> _What you need to do_
Reproduce the whole thread below about using idle=poll on HT-enabled hardware, word for word.

> _Text shown_

So, don't use idle=poll with HT when you know your workload has idle time! I
have not tried oprofile, but it stands to reason that this would be a
problem. There's no point in using idle=poll with oprofile and HT anyway, as
the cpu utilization is totally wrong with HT to begin with (more on that
later).
Presumably a logical cpu polling while idle uses too many cpu resources
unnecessarily and significantly affects the performance of its sibling.
Btw, I think this is exactly what the new HT prescott instructions are
for: instead of having busy loops polling for a change in memory (be it
a spinlock or a "need_resched" flag), new HT CPU's will support a
"mwait" instruction.

But yes, at least for now, I really don't think you should really _ever_
use "idle=poll" on HT-enabled hardware. The idle CPU's will just suck
cycles from the real work.

Linus
Davide Libenzi
2003-03-06 19:52:42 UTC
Permalink
Post by Linus Torvalds
But yes, at least for now, I really don't think you should really _ever_
use "idle=poll" on HT-enabled hardware. The idle CPU's will just suck
cycles from the real work.
Not only. The polling CPU will also shoot a strom of memory requests,
clobbering the CPU's memory I/O stages.



- Davide
Linus Torvalds
2003-03-06 20:05:48 UTC
Permalink
Post by Davide Libenzi
Not only. The polling CPU will also shoot a strom of memory requests,
clobbering the CPU's memory I/O stages.

> _Stored records_
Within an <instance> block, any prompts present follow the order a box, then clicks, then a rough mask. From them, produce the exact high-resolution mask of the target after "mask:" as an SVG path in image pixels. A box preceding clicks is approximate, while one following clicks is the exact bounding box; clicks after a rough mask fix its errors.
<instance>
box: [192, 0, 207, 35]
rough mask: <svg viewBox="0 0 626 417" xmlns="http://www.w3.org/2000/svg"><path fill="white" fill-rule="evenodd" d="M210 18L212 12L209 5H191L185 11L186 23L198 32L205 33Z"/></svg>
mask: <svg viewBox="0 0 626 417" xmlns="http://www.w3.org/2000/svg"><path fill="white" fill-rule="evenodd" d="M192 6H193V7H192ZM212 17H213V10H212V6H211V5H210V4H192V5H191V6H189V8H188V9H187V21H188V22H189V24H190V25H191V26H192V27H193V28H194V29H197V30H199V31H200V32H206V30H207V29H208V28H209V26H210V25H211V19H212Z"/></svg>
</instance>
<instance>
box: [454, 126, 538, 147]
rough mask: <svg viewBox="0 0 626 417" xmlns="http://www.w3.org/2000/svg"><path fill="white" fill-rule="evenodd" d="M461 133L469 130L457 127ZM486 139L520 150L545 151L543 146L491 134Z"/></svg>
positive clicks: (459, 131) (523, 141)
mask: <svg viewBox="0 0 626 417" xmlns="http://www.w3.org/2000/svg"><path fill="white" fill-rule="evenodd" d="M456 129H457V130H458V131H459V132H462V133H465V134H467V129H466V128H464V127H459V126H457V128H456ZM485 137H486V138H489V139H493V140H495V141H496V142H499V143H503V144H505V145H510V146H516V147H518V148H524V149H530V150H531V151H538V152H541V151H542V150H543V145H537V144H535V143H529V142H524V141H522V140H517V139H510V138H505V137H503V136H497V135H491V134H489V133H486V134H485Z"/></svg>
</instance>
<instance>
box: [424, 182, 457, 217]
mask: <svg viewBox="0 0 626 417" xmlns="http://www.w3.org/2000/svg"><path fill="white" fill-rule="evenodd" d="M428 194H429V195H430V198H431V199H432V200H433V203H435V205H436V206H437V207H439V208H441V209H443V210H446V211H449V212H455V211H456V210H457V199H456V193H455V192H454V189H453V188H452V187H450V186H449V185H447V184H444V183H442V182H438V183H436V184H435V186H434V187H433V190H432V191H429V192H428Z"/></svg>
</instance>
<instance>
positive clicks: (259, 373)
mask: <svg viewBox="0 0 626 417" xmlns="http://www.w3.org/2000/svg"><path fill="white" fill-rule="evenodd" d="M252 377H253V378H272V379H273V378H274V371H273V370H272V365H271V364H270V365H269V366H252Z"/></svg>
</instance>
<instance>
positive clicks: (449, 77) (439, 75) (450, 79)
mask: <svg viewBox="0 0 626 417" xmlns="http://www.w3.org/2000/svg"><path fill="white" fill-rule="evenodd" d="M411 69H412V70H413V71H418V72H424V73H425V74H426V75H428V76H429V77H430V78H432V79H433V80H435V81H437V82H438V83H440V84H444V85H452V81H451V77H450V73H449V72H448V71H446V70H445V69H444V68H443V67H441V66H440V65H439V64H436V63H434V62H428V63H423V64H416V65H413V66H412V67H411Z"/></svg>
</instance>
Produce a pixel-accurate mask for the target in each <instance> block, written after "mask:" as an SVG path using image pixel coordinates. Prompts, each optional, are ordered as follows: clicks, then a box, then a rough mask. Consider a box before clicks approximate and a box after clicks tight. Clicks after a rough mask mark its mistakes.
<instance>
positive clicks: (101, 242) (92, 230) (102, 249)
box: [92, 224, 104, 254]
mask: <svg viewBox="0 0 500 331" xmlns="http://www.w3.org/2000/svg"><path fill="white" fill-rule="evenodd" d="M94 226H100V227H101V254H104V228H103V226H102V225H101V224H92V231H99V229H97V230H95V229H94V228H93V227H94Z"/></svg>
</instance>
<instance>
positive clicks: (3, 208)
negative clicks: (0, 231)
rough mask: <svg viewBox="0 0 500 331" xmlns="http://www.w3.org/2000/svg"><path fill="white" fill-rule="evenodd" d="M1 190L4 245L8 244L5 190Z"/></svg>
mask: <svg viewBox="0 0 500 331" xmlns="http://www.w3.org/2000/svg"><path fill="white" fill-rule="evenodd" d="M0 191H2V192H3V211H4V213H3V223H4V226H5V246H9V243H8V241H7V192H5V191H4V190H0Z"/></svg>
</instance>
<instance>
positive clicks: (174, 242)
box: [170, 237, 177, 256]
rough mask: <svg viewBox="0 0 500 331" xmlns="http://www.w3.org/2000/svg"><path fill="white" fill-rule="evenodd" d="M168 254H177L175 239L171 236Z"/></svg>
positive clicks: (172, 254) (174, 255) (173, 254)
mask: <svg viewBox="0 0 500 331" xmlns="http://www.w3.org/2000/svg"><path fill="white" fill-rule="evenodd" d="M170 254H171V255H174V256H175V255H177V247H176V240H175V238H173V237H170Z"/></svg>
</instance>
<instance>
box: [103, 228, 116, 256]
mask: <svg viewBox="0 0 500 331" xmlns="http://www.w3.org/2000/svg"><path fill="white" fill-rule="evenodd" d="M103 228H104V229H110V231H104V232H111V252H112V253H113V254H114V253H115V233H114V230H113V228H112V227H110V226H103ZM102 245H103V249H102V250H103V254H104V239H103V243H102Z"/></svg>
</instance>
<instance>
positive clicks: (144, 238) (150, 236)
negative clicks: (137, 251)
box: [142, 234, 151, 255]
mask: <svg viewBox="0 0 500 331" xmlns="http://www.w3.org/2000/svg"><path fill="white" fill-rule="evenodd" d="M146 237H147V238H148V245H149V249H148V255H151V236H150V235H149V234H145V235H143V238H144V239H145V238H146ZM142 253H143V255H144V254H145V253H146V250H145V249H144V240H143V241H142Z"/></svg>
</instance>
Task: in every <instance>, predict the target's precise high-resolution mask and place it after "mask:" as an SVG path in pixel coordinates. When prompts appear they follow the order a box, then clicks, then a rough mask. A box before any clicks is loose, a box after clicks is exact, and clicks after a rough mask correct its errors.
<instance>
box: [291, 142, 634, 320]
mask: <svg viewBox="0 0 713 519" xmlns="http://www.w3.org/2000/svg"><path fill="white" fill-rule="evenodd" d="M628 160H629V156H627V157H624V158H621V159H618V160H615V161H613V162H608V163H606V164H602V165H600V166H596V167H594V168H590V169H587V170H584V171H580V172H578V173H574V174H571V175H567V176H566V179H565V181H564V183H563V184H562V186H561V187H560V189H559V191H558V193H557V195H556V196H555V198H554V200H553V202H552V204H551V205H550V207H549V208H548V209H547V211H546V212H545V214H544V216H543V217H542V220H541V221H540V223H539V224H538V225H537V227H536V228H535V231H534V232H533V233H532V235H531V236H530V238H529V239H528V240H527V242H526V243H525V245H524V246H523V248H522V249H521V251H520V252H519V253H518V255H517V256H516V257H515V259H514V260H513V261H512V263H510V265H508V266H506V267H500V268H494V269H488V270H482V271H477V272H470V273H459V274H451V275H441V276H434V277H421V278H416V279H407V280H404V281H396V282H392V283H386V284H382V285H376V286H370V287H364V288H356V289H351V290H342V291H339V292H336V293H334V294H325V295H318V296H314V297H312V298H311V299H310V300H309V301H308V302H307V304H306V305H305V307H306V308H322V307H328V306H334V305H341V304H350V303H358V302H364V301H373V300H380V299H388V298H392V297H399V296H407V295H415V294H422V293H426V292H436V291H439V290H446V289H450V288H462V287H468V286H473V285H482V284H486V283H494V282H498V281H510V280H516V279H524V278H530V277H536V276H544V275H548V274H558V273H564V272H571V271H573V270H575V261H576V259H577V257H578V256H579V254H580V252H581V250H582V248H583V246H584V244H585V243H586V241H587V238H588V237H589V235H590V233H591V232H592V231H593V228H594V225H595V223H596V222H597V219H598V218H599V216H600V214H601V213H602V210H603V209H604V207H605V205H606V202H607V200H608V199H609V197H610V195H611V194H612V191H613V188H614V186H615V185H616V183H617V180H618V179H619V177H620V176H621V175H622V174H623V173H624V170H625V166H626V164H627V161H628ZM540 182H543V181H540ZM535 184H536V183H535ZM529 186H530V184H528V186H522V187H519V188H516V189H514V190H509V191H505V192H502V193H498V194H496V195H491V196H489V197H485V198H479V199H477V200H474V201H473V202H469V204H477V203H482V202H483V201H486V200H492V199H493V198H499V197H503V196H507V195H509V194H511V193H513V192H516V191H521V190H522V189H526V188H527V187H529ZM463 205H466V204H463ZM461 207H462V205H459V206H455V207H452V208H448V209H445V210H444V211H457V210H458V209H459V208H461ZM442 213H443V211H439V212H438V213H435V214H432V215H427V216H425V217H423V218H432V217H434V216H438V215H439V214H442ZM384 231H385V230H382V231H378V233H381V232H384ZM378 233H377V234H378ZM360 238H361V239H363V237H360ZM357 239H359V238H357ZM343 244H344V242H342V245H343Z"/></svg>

> _Result of the exercise_
So, don't use idle=poll with HT when you know your workload has idle time! I
have not tried oprofile, but it stands to reason that this would be a
problem. There's no point in using idle=poll with oprofile and HT anyway, as
the cpu utilization is totally wrong with HT to begin with (more on that
later).
Presumably a logical cpu polling while idle uses too many cpu resources
unnecessarily and significantly affects the performance of its sibling.
Btw, I think this is exactly what the new HT prescott instructions are
for: instead of having busy loops polling for a change in memory (be it
a spinlock or a "need_resched" flag), new HT CPU's will support a
"mwait" instruction.

But yes, at least for now, I really don't think you should really _ever_
use "idle=poll" on HT-enabled hardware. The idle CPU's will just suck
cycles from the real work.

Linus
Davide Libenzi
2003-03-06 19:52:42 UTC
Permalink
Post by Linus Torvalds
But yes, at least for now, I really don't think you should really _ever_
use "idle=poll" on HT-enabled hardware. The idle CPU's will just suck
cycles from the real work.
Not only. The polling CPU will also shoot a strom of memory requests,
clobbering the CPU's memory I/O stages.



- Davide
Linus Torvalds
2003-03-06 20:05:48 UTC
Permalink
Post by Davide Libenzi
Not only. The polling CPU will also shoot a strom of memory requests,
clobbering the CPU's memory I/O stages.